(Exercise) In the listing below, please print the line that contains "Target: grass patch" and every line that follows it, exactly.

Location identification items
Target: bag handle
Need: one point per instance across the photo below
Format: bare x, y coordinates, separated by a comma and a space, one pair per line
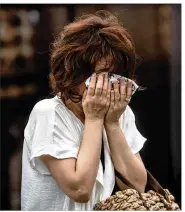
151, 182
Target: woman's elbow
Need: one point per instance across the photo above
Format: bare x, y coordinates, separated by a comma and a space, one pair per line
141, 181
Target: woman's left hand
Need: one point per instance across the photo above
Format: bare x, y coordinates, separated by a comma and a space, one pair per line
120, 98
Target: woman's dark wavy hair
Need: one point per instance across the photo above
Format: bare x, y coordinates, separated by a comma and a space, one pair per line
84, 42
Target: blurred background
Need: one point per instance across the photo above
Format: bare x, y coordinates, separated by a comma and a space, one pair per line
26, 32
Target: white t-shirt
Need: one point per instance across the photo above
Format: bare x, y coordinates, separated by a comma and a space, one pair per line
53, 129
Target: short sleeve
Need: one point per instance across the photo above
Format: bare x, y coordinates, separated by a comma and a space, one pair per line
52, 135
133, 136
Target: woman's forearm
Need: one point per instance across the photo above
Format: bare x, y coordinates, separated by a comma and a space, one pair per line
123, 158
89, 155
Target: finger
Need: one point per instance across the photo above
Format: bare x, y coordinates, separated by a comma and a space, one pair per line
92, 86
99, 85
105, 86
123, 91
129, 92
116, 92
112, 99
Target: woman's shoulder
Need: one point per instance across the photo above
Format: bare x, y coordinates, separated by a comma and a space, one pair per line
48, 107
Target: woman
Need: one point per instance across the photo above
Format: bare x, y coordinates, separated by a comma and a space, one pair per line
61, 168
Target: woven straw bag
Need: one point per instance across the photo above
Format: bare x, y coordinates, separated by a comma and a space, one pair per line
155, 199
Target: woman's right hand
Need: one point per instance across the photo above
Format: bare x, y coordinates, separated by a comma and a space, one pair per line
96, 99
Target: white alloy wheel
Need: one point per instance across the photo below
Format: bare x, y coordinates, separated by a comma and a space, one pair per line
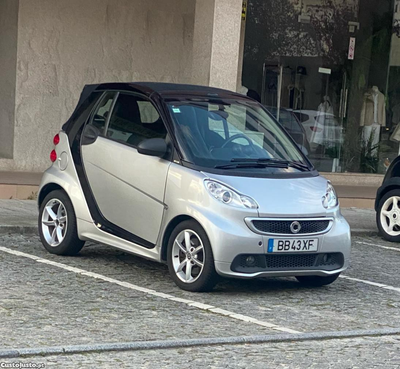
188, 256
54, 222
390, 216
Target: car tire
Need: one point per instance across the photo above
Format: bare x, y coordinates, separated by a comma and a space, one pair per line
384, 205
317, 281
197, 279
57, 225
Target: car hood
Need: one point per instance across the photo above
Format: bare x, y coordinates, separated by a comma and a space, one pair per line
299, 197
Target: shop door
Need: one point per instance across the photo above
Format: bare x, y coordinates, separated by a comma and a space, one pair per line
310, 101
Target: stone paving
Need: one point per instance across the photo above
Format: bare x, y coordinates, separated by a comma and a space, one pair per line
336, 354
41, 305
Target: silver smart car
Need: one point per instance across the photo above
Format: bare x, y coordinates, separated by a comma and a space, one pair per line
202, 179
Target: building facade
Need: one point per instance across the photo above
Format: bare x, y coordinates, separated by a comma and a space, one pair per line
334, 66
49, 49
331, 66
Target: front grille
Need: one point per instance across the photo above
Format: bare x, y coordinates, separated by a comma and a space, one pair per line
283, 226
283, 262
290, 261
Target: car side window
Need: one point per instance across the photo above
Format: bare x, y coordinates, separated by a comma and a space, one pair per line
135, 119
99, 119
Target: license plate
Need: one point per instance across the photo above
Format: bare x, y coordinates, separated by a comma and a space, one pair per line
293, 245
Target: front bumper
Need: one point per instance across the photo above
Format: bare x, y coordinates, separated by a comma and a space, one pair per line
332, 257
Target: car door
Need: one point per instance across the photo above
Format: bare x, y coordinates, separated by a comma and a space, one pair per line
128, 187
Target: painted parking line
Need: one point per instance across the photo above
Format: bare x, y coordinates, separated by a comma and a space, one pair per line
198, 305
380, 246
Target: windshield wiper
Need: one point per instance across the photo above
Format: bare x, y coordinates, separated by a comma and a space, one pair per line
263, 163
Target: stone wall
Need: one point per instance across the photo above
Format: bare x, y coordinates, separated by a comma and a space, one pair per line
65, 44
8, 62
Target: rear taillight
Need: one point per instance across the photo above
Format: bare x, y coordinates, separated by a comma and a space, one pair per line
53, 156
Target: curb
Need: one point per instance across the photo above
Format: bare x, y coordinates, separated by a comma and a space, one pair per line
29, 230
174, 344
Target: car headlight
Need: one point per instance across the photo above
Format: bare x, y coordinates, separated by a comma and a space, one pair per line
229, 196
330, 199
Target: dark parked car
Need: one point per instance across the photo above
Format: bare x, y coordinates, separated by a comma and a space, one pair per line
387, 204
291, 123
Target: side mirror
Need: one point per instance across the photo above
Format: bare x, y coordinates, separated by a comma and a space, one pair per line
303, 149
153, 147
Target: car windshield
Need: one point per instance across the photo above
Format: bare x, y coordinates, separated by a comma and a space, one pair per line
287, 119
229, 134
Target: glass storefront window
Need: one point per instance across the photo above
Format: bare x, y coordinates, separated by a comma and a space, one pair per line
333, 68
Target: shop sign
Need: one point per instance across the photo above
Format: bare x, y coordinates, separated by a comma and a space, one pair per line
352, 48
325, 70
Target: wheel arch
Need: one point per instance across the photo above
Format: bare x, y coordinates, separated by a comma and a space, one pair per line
170, 228
389, 185
50, 187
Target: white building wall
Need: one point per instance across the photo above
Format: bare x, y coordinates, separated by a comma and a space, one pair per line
65, 44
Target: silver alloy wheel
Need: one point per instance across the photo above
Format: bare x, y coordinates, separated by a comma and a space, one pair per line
188, 256
390, 216
54, 222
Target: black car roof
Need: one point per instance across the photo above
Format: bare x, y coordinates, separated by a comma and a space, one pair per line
165, 89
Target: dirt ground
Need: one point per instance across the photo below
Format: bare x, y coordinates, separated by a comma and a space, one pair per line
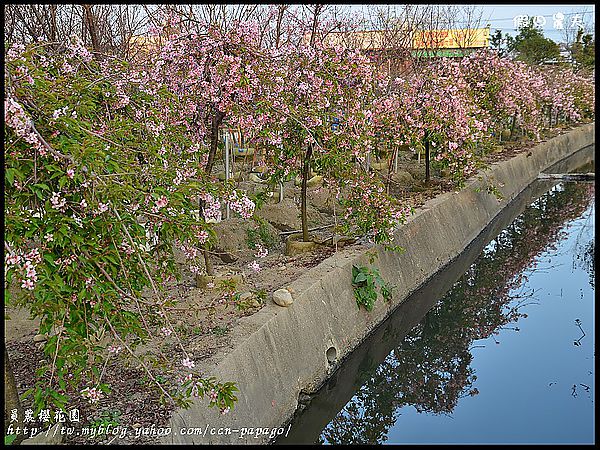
205, 316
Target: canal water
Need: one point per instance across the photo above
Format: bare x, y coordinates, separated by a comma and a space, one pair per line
497, 348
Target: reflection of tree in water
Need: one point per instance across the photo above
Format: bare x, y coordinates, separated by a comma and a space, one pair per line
584, 255
430, 369
585, 259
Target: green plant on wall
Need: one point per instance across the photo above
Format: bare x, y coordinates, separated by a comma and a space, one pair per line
365, 281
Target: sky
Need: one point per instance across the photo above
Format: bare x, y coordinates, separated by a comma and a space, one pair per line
501, 17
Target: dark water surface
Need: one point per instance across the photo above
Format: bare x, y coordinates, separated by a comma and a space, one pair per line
496, 348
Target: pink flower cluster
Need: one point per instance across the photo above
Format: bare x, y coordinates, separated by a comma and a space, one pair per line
25, 265
92, 394
241, 204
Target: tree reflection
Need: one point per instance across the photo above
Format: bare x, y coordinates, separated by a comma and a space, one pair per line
430, 369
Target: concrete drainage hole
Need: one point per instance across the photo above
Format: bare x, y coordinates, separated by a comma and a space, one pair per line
331, 354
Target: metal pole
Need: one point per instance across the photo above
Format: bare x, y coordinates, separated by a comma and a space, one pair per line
280, 192
226, 132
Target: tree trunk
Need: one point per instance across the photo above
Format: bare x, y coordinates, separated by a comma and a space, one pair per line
92, 28
427, 172
217, 119
11, 399
512, 128
303, 209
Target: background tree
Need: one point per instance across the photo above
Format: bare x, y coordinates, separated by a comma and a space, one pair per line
533, 48
583, 50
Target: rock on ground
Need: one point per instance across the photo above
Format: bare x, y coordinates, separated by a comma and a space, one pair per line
283, 297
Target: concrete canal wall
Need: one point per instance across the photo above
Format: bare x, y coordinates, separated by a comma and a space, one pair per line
278, 353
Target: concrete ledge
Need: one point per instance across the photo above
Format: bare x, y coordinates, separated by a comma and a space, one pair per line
279, 352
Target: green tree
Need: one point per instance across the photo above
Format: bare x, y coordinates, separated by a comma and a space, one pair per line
583, 50
502, 43
533, 48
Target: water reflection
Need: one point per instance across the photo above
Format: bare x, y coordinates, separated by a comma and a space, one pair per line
431, 369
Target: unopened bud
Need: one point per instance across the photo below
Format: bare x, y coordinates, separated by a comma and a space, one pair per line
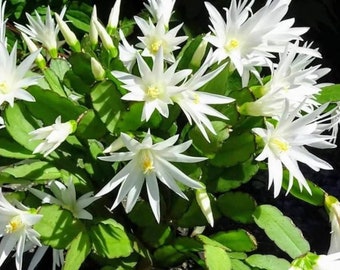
203, 201
68, 34
113, 18
40, 60
93, 33
97, 70
106, 39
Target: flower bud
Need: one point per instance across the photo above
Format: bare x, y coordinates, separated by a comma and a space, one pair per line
199, 54
106, 39
97, 70
113, 18
40, 60
68, 34
93, 33
203, 201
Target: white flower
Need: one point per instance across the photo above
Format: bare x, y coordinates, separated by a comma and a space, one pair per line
156, 37
3, 23
93, 33
45, 33
247, 38
154, 87
195, 104
13, 78
57, 257
52, 136
113, 17
328, 262
203, 201
69, 35
16, 230
291, 79
285, 145
2, 123
161, 9
333, 206
127, 53
65, 196
149, 162
334, 122
105, 38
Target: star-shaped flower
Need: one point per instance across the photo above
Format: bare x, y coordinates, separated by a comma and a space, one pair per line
13, 78
52, 135
155, 87
147, 163
285, 146
16, 230
248, 38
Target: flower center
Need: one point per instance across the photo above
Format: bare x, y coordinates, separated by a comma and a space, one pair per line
231, 45
280, 145
196, 99
153, 92
14, 225
147, 163
4, 89
155, 46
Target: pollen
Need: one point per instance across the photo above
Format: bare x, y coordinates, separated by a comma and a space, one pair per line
4, 89
232, 44
14, 225
196, 99
147, 164
280, 145
153, 92
155, 46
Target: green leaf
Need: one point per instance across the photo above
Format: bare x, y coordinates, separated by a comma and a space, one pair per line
11, 149
90, 126
281, 230
79, 249
36, 171
54, 104
81, 66
19, 123
187, 244
110, 240
329, 94
316, 198
238, 265
209, 149
59, 67
79, 19
216, 258
238, 206
6, 178
107, 103
57, 228
188, 52
210, 242
193, 216
236, 149
222, 180
268, 262
142, 215
54, 82
167, 256
236, 240
158, 235
130, 119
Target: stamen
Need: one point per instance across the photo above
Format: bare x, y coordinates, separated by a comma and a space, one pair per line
4, 89
231, 45
152, 92
14, 225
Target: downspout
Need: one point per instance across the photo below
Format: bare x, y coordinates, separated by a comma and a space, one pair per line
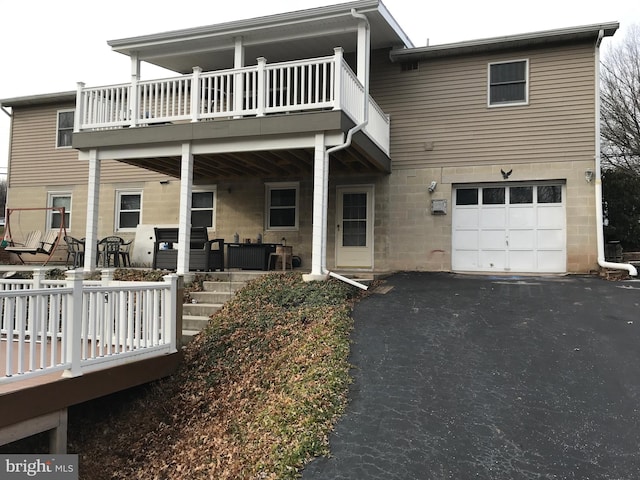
599, 217
347, 143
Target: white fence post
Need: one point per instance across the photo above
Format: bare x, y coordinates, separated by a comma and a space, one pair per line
337, 78
262, 90
72, 328
78, 117
195, 94
170, 314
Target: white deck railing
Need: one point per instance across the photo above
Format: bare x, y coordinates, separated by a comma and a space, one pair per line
304, 85
76, 326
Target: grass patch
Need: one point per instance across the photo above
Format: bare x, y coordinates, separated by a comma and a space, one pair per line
260, 389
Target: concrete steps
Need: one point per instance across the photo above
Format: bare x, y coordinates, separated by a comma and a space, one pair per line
222, 288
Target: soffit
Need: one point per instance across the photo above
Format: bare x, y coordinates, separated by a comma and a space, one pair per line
289, 36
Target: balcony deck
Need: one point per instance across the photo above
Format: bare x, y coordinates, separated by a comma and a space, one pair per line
311, 85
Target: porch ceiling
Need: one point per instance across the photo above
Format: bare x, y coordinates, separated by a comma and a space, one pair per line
262, 164
288, 36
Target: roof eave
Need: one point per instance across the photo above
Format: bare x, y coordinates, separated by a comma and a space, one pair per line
44, 99
564, 35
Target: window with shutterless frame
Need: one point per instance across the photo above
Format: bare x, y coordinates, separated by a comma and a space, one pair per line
64, 128
128, 209
203, 211
54, 217
282, 203
508, 83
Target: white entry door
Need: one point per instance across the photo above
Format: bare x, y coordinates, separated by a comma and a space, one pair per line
354, 227
515, 228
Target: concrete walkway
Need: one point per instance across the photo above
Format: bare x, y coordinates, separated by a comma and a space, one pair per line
476, 377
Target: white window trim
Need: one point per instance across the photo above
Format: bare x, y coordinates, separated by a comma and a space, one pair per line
205, 189
526, 88
281, 186
116, 223
62, 147
50, 196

(Task response)
Target: grass patch
Need: one point per instance across the photo above
Format: bare x, y coordinates, separated by a comma and a space, one pair per line
260, 389
Target: concrete steps
Need: one point per instance across the photo above
Format: bare x, y coordinates, separated by a comma and a space, one pair per line
222, 288
Target: soffit
Need: one point per instance across the photo above
Format: bare x, y coordinates, separated by a comma and a space, one pair per line
289, 36
Target: balcony deck
Need: one point per instance across the photo above
Format: bare x, y coordinates, separated by a comma and a space, one pair per line
311, 85
Target: porch ceiling
Need: one point per instance across the photo above
Format: bare x, y coordinates, separated by a comma and a space, one pair per line
262, 164
288, 36
Target: roof eave
Need: one point per instance across the photo above
Format: bare x, y coordinates, separated by a comma and a space, one pair per line
44, 99
564, 35
Target: window with shutterless frame
Need: one point per instance across the photo above
Format: bare x, y coordinates, separated by a comma and a space, one pair per line
64, 128
128, 209
203, 211
54, 217
282, 203
508, 83
Target: white entry door
Need: one point per instance across the photo above
Format: bare x, y coordinates, separated by a comma and a space, one pair per line
354, 227
515, 228
Target: concrete walkway
Need: one point per instance across the photo above
Format: bare x, y coordinates, separated by a comma and a space, one pair per line
476, 377
Target: white window trim
Need: one point per instance across the photo above
Format: bare x, y coordinates, separated by a comma and a space, one pair per line
205, 189
526, 88
281, 186
116, 223
62, 147
50, 196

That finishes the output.